[Stored data entries]
━━━━━━━━━━

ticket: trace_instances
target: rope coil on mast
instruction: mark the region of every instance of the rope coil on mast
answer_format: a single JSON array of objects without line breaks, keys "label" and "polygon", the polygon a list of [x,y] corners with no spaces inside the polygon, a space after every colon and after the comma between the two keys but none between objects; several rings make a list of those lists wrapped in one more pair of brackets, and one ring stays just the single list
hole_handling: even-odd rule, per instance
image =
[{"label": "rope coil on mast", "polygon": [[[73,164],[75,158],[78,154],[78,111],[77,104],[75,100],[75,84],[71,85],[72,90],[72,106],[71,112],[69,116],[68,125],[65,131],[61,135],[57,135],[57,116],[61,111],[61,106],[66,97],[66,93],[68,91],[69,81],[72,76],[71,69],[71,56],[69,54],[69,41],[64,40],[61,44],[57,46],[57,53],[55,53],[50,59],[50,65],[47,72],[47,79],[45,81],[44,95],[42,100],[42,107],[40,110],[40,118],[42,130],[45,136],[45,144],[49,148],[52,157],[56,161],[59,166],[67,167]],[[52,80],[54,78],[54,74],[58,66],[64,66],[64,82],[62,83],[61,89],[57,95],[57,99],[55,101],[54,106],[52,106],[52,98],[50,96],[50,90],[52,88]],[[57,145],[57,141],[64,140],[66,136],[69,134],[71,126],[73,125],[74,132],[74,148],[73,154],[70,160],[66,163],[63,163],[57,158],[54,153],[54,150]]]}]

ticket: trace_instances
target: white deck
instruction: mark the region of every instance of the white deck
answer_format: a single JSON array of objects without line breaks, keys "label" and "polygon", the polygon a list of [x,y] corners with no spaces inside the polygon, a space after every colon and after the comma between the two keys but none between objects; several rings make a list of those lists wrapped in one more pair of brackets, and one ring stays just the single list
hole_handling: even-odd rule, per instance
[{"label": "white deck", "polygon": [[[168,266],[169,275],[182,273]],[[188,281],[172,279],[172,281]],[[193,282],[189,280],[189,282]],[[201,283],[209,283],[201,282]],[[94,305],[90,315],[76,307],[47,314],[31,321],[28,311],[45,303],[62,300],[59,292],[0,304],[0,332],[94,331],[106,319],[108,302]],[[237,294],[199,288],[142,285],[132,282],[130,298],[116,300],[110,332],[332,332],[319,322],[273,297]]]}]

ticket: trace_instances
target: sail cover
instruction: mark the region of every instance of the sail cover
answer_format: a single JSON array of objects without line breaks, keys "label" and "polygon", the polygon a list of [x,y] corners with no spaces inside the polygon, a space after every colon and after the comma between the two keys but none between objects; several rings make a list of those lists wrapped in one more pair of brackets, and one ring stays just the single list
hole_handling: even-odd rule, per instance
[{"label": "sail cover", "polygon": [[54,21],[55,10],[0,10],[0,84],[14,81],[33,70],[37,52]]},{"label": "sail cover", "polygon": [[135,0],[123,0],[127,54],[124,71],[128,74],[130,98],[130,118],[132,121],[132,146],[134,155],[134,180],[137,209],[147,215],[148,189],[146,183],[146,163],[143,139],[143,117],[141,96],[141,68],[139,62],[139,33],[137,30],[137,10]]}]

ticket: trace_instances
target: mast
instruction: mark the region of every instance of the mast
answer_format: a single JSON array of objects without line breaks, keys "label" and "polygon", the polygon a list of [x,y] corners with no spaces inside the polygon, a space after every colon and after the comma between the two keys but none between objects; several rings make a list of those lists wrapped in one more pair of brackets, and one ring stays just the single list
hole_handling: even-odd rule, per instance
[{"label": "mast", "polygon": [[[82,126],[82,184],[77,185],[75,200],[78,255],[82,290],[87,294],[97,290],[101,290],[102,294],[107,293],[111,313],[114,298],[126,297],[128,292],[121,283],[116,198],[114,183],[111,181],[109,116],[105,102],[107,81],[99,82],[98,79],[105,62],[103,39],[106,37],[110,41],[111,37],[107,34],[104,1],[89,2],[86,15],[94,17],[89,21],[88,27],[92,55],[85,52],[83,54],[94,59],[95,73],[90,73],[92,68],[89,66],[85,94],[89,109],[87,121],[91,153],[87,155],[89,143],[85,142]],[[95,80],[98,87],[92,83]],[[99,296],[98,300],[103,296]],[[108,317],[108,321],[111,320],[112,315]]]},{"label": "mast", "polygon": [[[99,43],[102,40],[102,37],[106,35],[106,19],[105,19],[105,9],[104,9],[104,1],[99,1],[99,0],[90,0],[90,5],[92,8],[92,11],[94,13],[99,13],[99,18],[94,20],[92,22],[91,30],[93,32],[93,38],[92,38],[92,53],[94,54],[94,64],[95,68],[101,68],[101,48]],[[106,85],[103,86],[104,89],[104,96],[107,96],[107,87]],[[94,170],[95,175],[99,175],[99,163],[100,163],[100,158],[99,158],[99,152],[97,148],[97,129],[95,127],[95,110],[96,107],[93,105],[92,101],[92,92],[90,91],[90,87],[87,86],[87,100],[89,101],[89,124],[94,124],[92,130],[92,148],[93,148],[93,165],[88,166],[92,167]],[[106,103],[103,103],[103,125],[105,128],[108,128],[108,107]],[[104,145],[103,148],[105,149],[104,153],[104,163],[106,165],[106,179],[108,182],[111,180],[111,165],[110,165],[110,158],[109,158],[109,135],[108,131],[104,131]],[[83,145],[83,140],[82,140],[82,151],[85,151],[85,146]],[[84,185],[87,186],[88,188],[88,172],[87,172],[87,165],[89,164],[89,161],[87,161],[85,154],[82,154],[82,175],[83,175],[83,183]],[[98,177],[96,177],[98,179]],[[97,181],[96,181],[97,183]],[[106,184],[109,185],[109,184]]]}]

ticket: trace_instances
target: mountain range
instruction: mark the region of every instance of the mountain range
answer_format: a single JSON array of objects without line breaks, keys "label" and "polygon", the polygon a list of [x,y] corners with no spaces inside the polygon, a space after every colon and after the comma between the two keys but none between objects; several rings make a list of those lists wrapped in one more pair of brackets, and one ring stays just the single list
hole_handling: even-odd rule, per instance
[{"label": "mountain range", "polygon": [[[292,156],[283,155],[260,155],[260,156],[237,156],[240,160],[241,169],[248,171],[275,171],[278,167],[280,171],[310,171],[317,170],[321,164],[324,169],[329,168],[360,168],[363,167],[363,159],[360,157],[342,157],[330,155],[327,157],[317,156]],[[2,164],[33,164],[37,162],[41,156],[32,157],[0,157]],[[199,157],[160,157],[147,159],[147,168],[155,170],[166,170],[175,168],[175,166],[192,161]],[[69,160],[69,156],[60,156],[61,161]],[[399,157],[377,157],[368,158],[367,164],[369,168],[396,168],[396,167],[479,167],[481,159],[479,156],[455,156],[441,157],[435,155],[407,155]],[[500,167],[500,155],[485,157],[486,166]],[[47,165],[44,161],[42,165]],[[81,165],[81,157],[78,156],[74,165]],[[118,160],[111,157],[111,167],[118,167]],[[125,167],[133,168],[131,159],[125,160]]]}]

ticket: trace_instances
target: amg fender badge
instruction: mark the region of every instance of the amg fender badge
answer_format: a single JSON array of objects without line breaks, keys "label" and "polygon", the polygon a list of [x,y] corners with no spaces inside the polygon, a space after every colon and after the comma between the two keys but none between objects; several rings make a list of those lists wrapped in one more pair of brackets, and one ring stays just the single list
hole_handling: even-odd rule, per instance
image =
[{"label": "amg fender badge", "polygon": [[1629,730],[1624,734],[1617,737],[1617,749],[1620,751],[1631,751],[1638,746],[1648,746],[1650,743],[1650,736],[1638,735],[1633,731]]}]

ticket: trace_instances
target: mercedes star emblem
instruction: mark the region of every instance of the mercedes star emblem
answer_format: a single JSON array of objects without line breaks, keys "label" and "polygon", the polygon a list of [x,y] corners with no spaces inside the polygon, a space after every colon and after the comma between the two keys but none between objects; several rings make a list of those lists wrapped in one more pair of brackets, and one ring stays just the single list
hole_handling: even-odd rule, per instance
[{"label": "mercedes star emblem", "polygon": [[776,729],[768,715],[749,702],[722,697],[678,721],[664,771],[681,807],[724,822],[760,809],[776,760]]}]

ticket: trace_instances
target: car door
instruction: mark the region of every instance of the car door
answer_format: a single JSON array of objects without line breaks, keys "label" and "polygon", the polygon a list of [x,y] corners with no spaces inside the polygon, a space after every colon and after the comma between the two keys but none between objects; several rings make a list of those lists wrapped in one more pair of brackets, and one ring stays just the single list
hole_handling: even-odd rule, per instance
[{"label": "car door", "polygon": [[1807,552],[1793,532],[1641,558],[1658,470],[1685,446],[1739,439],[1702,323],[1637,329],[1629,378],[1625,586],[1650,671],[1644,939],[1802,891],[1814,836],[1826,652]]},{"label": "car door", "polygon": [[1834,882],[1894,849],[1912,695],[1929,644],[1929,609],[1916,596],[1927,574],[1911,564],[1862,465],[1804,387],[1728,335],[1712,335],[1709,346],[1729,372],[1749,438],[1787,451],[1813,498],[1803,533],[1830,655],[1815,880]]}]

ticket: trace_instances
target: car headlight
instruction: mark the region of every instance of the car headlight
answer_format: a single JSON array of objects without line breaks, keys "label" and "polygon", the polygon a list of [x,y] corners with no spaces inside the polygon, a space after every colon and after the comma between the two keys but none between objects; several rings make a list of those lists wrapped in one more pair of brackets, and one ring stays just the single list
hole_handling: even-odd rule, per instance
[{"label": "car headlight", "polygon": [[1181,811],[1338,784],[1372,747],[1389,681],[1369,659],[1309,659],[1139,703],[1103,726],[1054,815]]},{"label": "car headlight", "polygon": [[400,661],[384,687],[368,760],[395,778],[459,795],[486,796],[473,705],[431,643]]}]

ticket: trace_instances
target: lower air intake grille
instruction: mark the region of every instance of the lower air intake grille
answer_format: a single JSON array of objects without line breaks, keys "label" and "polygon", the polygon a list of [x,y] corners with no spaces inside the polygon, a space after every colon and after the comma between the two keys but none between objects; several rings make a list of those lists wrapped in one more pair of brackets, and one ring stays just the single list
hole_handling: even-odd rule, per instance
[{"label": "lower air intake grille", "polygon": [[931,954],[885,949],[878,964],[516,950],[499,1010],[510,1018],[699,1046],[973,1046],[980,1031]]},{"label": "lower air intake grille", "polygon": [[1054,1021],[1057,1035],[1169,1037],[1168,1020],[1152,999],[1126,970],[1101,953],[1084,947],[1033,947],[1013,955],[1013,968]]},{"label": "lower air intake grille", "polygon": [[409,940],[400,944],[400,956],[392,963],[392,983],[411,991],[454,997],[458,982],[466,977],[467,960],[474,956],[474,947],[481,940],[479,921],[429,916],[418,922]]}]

━━━━━━━━━━

▸ Work item
When you find a line in the records that contains the word "region", copy it.

▸ Task response
instruction: mark the region of every instance of the rope coil on mast
instruction: mark the region of every instance of the white deck
instruction: mark the region of every instance of the sail cover
instruction: mark the region of every instance of the mast
instruction: mark the region of every instance of the mountain range
instruction: mark the region of every instance of the amg fender badge
instruction: mark the region of every instance of the mercedes star emblem
instruction: mark the region of every instance of the car door
instruction: mark the region of every instance of the car headlight
instruction: mark the region of every instance of the lower air intake grille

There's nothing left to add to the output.